What you will do - Using the text on major depressive disorder, explain in one to three sentences why the list under "What are the symptoms?" is used to decide whether someone has MDD.

Extracted text -
Major Depressive Disorder (MDD), or clinical depression is a serious medical condition that can impact almost every area of your life. It is one of the most common mental disorders in the US with nearly 7% of Americans over age 18 experiencing an episode. Aside from mood and behavior, MDD can also have an effect on many physical functions like appetite and sleep. People who suffer from depression often lose interest in activities that they once enjoyed and feel like life is not worth living.
What are the symptoms?
The Diagnostic and Statistical Manual of Mental Disorders (DSM) is a manual that helps medical professionals diagnose mental health conditions. Based on its criteria, in order to to be diagnosed with MDD, five or more of the following symptoms need to be present, and must be experienced at least once per day for a period of more than 2 weeks:
- You feel sad or irritable every day, for most of the day.
- You no longer have interest in activities you once enjoyed.

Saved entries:
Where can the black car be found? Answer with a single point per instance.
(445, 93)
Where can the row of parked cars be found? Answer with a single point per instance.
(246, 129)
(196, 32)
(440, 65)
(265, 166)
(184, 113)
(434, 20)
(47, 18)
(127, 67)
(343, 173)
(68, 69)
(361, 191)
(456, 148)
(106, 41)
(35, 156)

Response below - The list follows the criteria of the Diagnostic and Statistical Manual of Mental Disorders (DSM), a manual that helps medical professionals diagnose mental health conditions. Under those criteria, a person is diagnosed with MDD only if five or more of the listed symptoms are present. Each must be experienced at least once per day for more than 2 weeks.